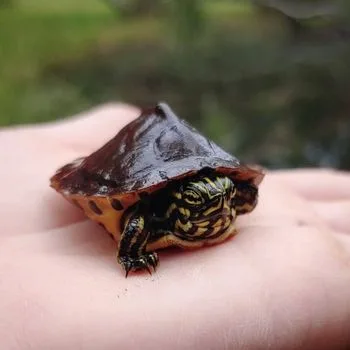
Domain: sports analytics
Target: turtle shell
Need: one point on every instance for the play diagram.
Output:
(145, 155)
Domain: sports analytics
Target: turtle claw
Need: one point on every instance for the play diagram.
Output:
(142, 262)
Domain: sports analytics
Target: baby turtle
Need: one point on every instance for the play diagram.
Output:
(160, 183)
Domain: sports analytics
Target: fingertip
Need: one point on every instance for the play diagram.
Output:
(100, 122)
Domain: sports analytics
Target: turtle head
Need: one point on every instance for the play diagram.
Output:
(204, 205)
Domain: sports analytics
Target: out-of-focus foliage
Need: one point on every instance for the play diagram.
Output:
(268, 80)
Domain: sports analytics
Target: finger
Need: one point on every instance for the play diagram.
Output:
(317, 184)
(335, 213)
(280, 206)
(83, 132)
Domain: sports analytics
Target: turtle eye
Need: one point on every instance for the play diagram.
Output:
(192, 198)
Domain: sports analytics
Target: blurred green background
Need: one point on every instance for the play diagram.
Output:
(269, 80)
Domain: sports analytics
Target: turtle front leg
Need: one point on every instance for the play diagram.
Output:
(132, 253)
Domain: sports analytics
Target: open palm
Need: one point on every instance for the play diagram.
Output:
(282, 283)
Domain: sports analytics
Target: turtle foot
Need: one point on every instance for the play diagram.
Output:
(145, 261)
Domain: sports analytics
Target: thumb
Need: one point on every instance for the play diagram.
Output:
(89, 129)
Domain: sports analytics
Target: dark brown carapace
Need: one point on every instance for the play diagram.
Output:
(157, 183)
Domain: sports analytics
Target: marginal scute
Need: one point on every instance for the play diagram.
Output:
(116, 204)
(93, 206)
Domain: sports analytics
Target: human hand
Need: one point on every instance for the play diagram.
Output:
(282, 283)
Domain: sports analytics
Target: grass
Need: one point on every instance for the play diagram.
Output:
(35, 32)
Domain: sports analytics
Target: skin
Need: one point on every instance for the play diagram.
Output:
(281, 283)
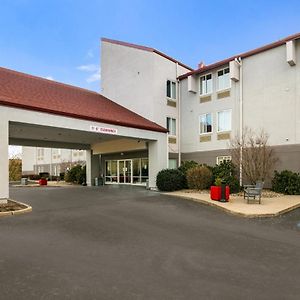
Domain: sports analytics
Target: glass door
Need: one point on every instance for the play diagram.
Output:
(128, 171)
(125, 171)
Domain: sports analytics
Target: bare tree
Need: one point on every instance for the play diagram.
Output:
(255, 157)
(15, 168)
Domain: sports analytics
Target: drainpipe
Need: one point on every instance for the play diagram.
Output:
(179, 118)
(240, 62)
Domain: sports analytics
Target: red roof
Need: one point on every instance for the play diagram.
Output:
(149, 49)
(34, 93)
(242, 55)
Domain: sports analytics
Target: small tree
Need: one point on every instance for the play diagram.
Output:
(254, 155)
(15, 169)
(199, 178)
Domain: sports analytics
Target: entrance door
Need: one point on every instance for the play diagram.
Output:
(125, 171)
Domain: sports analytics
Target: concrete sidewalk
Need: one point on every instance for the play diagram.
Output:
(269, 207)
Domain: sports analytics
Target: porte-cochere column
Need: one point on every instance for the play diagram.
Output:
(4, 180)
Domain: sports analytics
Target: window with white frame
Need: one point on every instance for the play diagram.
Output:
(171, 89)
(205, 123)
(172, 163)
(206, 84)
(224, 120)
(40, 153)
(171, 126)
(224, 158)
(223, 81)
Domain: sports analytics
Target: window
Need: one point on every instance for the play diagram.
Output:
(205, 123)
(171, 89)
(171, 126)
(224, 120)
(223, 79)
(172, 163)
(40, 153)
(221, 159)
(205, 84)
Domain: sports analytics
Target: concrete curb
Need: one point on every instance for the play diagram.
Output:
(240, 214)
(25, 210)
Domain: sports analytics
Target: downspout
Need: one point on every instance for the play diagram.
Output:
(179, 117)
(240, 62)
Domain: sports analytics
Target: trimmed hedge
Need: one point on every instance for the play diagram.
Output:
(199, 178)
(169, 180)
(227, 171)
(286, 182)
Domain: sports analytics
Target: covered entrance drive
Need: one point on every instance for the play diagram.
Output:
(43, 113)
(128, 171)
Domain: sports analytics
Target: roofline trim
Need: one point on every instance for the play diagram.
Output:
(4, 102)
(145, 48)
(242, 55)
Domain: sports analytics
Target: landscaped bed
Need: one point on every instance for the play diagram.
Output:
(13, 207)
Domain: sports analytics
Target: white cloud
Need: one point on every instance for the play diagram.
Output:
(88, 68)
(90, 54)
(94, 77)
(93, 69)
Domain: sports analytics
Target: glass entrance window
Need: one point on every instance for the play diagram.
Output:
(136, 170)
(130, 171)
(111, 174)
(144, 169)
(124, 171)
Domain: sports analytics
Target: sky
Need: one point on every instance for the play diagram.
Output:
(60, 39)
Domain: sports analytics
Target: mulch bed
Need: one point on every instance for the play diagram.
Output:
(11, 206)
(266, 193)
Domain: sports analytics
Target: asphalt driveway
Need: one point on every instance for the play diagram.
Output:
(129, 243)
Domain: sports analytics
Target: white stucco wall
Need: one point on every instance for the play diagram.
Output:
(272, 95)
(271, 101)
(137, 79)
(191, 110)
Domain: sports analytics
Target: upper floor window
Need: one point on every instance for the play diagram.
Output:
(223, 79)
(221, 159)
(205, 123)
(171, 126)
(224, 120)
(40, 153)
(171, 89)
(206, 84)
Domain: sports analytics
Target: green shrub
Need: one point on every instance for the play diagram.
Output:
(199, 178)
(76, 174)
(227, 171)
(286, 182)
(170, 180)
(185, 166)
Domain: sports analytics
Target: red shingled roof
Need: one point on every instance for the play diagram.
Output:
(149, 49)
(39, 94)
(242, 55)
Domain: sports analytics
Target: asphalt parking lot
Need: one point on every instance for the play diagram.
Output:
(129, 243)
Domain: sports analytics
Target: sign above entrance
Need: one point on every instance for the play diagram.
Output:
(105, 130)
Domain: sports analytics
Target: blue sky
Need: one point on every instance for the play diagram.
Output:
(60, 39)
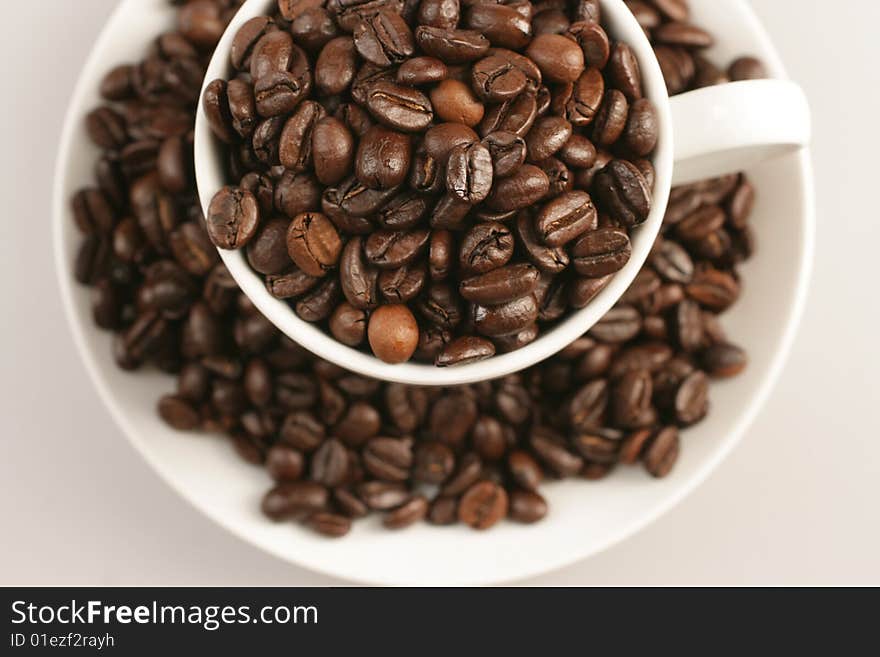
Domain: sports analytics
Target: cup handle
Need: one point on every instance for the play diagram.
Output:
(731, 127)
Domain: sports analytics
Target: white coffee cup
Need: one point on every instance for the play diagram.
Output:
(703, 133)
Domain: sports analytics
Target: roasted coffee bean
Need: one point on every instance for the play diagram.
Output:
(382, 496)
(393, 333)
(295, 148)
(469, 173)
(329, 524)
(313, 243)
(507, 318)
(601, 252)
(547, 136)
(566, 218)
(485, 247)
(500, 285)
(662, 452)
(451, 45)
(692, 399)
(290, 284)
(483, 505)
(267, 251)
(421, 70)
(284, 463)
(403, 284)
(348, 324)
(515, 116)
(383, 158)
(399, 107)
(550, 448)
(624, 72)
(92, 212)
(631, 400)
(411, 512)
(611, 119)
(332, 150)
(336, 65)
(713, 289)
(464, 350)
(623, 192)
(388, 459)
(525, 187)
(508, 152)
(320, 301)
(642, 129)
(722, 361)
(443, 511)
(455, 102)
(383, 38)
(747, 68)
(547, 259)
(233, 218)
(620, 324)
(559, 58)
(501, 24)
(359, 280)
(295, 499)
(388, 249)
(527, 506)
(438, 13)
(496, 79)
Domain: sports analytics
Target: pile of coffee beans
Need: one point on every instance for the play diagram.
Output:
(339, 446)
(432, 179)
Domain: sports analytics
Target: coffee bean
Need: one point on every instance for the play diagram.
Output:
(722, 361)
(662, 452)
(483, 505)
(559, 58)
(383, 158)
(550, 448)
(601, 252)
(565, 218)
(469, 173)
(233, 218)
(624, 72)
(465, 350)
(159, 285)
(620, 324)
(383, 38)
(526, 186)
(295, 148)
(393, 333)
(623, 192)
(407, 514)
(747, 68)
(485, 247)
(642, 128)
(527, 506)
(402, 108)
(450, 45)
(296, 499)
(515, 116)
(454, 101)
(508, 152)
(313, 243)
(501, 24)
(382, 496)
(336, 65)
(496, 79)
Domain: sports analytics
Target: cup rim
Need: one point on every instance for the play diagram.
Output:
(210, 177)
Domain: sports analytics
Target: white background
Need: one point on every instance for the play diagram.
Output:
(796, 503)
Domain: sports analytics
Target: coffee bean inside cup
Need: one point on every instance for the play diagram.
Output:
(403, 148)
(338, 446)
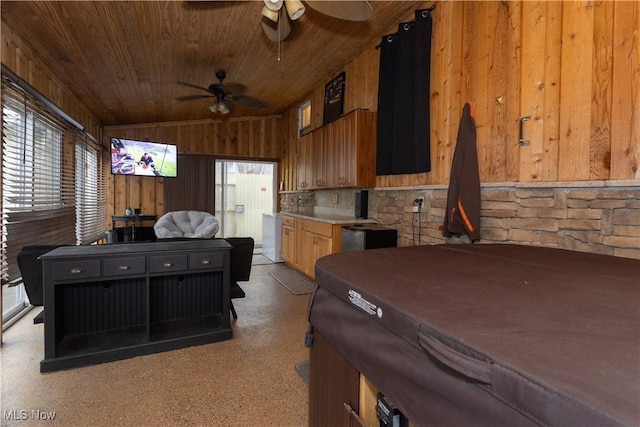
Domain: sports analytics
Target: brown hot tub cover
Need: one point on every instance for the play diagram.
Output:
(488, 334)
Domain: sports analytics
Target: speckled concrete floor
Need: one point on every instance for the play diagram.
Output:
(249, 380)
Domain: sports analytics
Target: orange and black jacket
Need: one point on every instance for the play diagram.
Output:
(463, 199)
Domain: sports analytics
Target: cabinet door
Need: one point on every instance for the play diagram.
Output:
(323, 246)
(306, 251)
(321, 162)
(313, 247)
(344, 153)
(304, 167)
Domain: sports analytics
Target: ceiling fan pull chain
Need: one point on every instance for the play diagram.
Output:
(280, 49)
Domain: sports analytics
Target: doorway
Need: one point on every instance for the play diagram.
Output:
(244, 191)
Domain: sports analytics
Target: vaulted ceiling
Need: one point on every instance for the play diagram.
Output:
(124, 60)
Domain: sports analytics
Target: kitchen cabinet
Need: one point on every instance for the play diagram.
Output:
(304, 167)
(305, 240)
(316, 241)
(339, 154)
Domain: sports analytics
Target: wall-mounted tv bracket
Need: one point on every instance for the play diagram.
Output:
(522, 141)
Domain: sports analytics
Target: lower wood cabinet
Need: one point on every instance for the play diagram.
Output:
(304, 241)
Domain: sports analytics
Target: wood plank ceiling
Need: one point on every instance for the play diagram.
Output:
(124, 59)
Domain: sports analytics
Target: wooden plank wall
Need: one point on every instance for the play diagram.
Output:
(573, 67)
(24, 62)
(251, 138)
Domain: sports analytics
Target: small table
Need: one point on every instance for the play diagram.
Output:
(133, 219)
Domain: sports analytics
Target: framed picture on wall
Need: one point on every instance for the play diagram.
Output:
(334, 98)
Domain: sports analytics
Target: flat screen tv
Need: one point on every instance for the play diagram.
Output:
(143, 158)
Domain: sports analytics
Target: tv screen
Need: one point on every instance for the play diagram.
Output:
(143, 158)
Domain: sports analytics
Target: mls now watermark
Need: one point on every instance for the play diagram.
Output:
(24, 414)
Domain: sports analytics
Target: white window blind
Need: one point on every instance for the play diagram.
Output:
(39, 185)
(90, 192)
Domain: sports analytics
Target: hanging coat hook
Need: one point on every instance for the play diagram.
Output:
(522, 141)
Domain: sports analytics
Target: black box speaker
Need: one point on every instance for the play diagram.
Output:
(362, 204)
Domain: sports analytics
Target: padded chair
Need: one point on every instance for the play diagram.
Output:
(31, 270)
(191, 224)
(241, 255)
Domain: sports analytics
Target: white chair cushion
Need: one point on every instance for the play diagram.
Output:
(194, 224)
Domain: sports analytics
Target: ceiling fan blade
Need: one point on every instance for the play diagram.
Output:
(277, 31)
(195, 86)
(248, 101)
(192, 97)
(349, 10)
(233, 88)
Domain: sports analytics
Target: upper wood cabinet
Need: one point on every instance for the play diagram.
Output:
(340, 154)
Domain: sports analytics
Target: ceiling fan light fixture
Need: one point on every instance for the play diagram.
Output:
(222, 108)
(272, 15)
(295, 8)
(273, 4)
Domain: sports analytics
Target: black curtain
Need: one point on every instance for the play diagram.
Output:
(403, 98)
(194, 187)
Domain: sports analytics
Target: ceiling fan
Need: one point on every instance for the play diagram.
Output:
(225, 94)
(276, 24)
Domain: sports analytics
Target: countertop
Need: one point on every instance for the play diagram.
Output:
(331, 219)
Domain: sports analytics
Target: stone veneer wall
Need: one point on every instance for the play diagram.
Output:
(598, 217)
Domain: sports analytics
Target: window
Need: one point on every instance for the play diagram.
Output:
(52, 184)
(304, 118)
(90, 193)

════════

Task to complete:
From the line containing "Target: brown hot tub cover" down to the line containing "Target: doorway" in the material above, reproduce every line exactly, including the two end lines.

Written answer:
Target: brown hot tub cover
Need: one point on every instance for the play diagram.
Output:
(488, 334)
Domain: sports analytics
Target: speckled concrete floor
Need: one point on every instance for the play diagram.
Output:
(249, 380)
Domain: sports analytics
Target: orange and black jacket
Need: one point on every instance for the play diagram.
Output:
(463, 199)
Domain: sports analytics
Target: cabinet door
Need: one point on every instance for the play diagram.
Output:
(323, 246)
(306, 251)
(321, 162)
(313, 247)
(344, 153)
(304, 167)
Domain: sports analytics
Target: ceiling fan pull chain
Need: one point on every instance for the play diagram.
Output:
(280, 49)
Domain: sports analytics
Target: doorway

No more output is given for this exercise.